Start of Available data

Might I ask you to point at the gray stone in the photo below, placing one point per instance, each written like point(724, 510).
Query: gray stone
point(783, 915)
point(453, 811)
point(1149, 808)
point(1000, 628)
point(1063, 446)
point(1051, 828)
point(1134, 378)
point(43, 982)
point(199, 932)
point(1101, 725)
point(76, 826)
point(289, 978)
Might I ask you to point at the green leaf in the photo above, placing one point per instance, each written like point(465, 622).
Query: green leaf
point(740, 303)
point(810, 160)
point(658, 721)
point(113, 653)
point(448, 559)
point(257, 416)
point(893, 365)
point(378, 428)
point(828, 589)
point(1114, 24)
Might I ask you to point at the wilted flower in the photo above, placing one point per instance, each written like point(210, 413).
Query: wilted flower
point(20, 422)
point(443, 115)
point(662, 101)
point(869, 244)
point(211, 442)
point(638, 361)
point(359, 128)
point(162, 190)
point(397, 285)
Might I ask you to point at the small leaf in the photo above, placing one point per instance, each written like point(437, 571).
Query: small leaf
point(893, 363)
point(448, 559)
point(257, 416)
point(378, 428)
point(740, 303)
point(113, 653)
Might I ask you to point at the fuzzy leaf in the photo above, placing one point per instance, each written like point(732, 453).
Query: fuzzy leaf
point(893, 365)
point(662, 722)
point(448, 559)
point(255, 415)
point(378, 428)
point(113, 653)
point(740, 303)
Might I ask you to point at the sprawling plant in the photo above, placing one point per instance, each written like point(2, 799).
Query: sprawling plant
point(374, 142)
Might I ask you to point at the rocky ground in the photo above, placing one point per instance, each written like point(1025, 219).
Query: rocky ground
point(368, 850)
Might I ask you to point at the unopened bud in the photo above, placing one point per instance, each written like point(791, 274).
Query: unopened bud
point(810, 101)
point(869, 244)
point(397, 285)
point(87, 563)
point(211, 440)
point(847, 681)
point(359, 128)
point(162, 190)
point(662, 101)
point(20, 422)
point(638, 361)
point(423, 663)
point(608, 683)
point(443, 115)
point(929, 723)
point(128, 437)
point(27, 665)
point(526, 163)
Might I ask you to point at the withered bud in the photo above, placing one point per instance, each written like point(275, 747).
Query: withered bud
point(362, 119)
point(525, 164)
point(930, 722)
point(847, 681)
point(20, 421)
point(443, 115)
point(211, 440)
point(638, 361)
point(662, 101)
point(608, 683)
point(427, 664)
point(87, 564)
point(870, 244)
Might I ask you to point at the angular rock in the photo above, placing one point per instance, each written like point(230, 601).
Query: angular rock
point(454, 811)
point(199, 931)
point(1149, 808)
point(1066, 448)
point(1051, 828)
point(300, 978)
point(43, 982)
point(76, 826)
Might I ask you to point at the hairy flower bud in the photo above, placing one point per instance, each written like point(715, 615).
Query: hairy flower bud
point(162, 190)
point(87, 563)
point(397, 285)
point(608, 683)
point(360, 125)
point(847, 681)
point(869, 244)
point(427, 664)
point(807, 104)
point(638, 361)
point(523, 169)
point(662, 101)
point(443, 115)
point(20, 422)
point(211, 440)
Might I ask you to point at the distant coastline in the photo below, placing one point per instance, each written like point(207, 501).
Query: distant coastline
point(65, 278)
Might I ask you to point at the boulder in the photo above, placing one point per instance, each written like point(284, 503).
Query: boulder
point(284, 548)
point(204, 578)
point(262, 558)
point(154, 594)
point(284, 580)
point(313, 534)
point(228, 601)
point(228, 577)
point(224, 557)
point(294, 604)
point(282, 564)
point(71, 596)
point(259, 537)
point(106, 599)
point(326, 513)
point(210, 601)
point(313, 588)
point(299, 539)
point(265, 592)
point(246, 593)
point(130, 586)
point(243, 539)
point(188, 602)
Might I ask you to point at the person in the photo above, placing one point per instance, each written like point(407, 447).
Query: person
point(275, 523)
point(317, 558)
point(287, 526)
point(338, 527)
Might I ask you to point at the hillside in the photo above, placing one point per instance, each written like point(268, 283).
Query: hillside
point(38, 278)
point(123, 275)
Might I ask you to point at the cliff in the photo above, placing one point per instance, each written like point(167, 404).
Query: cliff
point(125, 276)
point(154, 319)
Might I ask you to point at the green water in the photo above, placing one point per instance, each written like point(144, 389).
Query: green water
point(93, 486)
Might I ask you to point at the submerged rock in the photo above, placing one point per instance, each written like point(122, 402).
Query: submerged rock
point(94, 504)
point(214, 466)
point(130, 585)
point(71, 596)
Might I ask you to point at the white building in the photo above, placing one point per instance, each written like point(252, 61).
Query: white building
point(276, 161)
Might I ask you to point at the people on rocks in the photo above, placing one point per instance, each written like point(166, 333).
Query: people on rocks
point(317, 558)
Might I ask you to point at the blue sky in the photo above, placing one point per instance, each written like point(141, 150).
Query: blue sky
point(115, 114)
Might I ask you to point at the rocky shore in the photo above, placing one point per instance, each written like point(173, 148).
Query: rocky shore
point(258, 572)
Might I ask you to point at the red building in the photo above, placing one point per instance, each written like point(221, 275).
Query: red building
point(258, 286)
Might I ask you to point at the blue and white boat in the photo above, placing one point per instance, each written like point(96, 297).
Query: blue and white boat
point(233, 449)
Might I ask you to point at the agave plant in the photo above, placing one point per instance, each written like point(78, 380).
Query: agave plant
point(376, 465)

End of Available data

Reproduce only the lines above, starting at the line with "Might I ask you to point at the fuzzy" and ending at the line with "Might I ask you to point at the unopened", exactly as written.

Output:
Might I ask you to point at the fuzzy leaf in the photo above, placing one point per instance, each written like point(732, 453).
Query: fuzzy leaf
point(893, 365)
point(662, 722)
point(448, 559)
point(255, 415)
point(378, 428)
point(113, 653)
point(740, 303)
Might I ask you to point at the sprawling plant in the photo above, placing one point per instance, each written like point(2, 799).
Query: sprawling plant
point(374, 142)
Might I ask you to point at the rocky ground in the photo above, placing one point per instance, each written like point(1025, 219).
Query: rocky ground
point(368, 850)
Might I ask you to point at the unopened bud in the photo above, placing one point per instance, each written like point(791, 274).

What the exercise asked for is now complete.